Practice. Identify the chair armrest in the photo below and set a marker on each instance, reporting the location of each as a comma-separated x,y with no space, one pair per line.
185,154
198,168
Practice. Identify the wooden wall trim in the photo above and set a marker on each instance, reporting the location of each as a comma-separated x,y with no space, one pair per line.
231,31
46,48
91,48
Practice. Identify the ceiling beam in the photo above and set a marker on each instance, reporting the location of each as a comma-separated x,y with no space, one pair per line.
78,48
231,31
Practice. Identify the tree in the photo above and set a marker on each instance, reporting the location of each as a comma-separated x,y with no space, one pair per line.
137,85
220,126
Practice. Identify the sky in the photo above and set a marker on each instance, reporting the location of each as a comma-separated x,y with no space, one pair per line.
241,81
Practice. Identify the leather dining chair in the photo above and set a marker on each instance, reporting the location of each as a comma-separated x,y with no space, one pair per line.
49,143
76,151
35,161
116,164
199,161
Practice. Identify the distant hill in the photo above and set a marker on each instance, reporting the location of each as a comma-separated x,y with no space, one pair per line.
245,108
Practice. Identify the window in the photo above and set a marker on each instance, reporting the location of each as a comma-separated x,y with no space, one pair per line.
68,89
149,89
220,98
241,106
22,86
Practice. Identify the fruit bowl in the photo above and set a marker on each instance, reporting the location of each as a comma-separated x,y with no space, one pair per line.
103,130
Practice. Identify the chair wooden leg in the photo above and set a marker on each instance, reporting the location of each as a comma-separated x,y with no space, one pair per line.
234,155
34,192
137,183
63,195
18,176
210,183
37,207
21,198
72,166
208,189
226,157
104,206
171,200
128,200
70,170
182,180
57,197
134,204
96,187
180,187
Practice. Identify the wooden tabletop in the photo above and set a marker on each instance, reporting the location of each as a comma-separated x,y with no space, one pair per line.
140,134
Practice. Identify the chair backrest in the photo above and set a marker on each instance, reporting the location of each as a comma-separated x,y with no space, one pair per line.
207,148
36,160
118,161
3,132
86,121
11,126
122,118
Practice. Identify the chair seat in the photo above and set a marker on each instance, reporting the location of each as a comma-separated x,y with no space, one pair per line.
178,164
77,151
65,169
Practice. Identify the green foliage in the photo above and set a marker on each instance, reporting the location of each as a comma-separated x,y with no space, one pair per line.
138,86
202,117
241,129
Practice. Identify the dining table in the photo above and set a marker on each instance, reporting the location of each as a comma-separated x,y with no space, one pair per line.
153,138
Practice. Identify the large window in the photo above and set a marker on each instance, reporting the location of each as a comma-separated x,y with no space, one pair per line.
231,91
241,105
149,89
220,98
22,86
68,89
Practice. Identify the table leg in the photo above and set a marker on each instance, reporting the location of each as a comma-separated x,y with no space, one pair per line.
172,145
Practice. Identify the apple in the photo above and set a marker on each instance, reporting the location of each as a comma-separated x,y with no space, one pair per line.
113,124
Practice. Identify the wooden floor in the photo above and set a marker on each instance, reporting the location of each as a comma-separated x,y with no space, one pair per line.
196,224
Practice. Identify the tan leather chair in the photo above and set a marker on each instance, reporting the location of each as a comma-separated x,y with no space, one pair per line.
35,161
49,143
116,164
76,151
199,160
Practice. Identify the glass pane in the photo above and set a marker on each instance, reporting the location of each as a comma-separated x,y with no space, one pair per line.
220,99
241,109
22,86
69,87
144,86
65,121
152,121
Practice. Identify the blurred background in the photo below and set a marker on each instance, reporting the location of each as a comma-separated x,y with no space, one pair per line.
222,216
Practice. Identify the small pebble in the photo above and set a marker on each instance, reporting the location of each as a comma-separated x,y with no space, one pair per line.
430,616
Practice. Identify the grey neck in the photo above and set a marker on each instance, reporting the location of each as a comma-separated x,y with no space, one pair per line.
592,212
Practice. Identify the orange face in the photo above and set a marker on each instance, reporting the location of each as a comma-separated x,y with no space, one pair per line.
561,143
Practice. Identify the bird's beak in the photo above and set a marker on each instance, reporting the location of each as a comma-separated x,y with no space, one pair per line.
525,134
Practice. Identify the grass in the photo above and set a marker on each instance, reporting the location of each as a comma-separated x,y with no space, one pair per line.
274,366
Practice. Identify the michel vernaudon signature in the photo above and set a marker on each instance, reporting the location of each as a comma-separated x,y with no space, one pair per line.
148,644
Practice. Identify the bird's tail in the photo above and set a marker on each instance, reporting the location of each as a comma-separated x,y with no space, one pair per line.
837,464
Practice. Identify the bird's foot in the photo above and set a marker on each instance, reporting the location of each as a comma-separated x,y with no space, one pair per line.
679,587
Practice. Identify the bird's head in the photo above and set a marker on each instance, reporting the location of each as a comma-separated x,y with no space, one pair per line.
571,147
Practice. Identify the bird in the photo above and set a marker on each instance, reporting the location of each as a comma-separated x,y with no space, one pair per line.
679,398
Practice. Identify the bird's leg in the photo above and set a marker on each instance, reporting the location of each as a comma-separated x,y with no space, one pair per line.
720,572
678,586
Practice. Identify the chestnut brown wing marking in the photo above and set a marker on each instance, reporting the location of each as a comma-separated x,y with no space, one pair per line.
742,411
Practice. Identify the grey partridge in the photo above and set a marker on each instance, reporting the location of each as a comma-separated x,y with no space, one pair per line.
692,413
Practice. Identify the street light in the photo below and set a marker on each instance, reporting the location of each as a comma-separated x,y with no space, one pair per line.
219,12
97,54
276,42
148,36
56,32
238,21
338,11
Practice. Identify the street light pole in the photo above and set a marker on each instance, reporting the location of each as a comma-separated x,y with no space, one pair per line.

Required work: Please quote the data above in full, with no line missing.

Correct response:
Practice. Identify the chair armrest in the photo below and set a marker on each instance, reporting the location of each as a comma-separated x,y with no space, one pair per line.
185,154
198,168
Practice. Identify the wooden wall trim in the photo above and set a marker on each instance, reporting the location of each as a comma-separated x,y with no space, one pair per line.
231,31
46,48
91,48
Practice. Identify the ceiling beam in the photo above and set a marker on each instance, reporting the location of each as a comma-separated x,y with no space, one pair per line.
78,48
231,31
Practice. Identify the tree in the photo above and set a marker on each instance, reporting the location of each as a comma-separated x,y with no space, one pair per line.
137,85
220,126
Practice. Identify the sky in the photo above and set a marker on each instance, reporting the location of each as a comma-separated x,y with no space, one pair per line.
241,81
Practice. Identify the leather dining chair in the photo above and set a marker on each instance, reporting the location of each as a comma-separated x,y with no space, one pair per line.
49,143
76,151
35,161
116,164
199,161
Practice. Identify the distant hill in the photo above and set a marker on each instance, reporting the location of each as a comma-separated x,y with no space, one pair per line.
245,108
Practice. Identify the window in the photo above and set a marker on each instance, reporting the location of each as a comma-separated x,y with no space, one pair per line.
68,89
149,89
220,98
241,106
22,86
Practice. Identify the fruit bowl in the photo above and set a marker on each instance, reporting the location of each as a comma-separated x,y with no space, one pair per line.
103,130
Practice. Identify the chair wooden leg in the photo above and set a marker on each instance, reporting the location of each as a comma-separated x,y with no space, one pair per line.
234,155
34,192
137,183
63,195
18,176
210,183
37,207
21,198
72,166
208,189
226,157
104,206
171,200
128,200
70,170
182,180
57,197
134,204
96,187
180,187
Practice. Identify the wooden tabletop in the photo above and set a marker on each instance, reporting the location of each as a comma-separated x,y with no space, one pair per line.
140,134
Practice. Identify the chair backrest in the photo above and set a marker on each instance, reporting the location of each as a comma-separated x,y with no space, one pair per line.
207,148
36,160
118,161
3,132
86,121
11,126
122,118
Practice. Identify the chair seat in the photo above and set a marker on each instance, reporting the location of each as a comma-separated x,y with no space, one pair per line.
178,164
77,151
65,169
Practice. Identify the green foliage in the photo above and set a marker on each instance, reporting the location of each as a comma-separated x,y with no space, one pair per line.
138,86
202,117
241,129
Practice. Identify the dining table in the photo above and set a marker on each instance, reporting the location of each as a comma-separated x,y with no space, one pair per line.
153,138
Practice. Identify the large window in the photo above and set a marker on each instance, reporting the location of each as a comma-separated x,y with no space, one pair per line.
231,91
241,105
149,89
220,98
22,86
68,89
Practice. Identify the table leg in the photo above and set a marker on each instance, reporting the location of each as a comma-separated x,y with no space, one pair per line.
172,145
Practice. Identify the apple in the photo above and set a marker on each instance, reporting the location of each as a comma-separated x,y with no space, one pair per line.
113,124
Practice. Identify the wooden floor in the photo above and set a marker on each instance, reporting the location of each as a comma-separated x,y with no space, one pair per line.
196,224
Practice. Identify the tan leather chair in the photo above and set a marker on each instance, reporting the location of each as a comma-separated x,y with no space, one pair per line.
35,161
49,143
116,164
76,151
199,160
Practice. Identify the glass pane in the photo above and set a marker on each instance, reporting the location of each as a comma-separated x,y with no space, one pair per line.
220,99
241,109
22,86
69,87
144,86
65,121
152,121
Practice. Identify the blurred background in the photo below and set a marker on each instance, reporting the location of each as a comma-separated x,y with no space, one pair per line.
222,216
Practice. Identify the small pebble in the photo above and set a marker on each instance, reporting the location of each as a comma-separated x,y with no space, one pair per line.
430,616
Practice. Identify the grey neck in the photo above and set a marker on each instance, reporting the location of each as a comma-separated x,y with no space, one pair per line.
592,212
Practice. Identify the orange face in the photo above and set a marker on each instance, reporting the location of each as a comma-separated x,y with no space, one pair per line.
561,143
Practice. Identify the bird's beak in the photo above and set a marker on each instance, reporting the location of each as a comma-separated x,y with no space, one pair per line.
525,134
Practice. Identify the grass in the photo above and set a marker on each instance, reporting the location of each as a comma-separated x,y with no space, one pair per line.
274,366
Practice. Identify the michel vernaudon signature in the photo above and set a marker on each instance, reporting the location of each as a comma-separated x,y with no space, one pair per line.
148,644
Practice. Identify the bird's tail in the photo above and set a marker on each instance, reporting the location of each as a comma-separated x,y with no space, one pair per line.
837,464
Practice. Identify the bird's foot in the photo above and set a marker on each instance, reporting the location of each as a comma-separated x,y with no space, one pair per line.
679,587
Practice. Identify the bird's head in the photo above and set a marker on each instance, reporting the location of each as a comma-separated x,y with no space, one pair per line.
571,147
Practice. Identify the bird in the photo above and set a marker on each instance, reporting the location of each as a comma-separated x,y with no space, one pair per line.
679,398
Practice. Identify the bird's leg in the photo above and set a marker on each instance, reporting the location of each as a comma-separated x,y with no space, one pair per line.
720,572
678,586
Practice. Identify the chestnut brown wing marking in the photo above and set a marker on each instance, reporting the location of each as a comma-separated x,y with no space, one pair per line.
742,411
Practice. Identify the grey partridge in the photo above and set a marker on each instance, reporting the location of each as a comma-separated x,y with no space, one pair per line.
692,413
Practice. Identify the street light in the photo below and set a marker on each instance, reporting the location of each as a comma-separated x,y with no space, one pair per line.
219,12
97,54
276,42
148,36
56,32
238,21
338,11
Practice. Identify the street light pole in the photo above and set a marker on each instance, reporting the location of each as a comma-separated x,y with no space, one pair per line.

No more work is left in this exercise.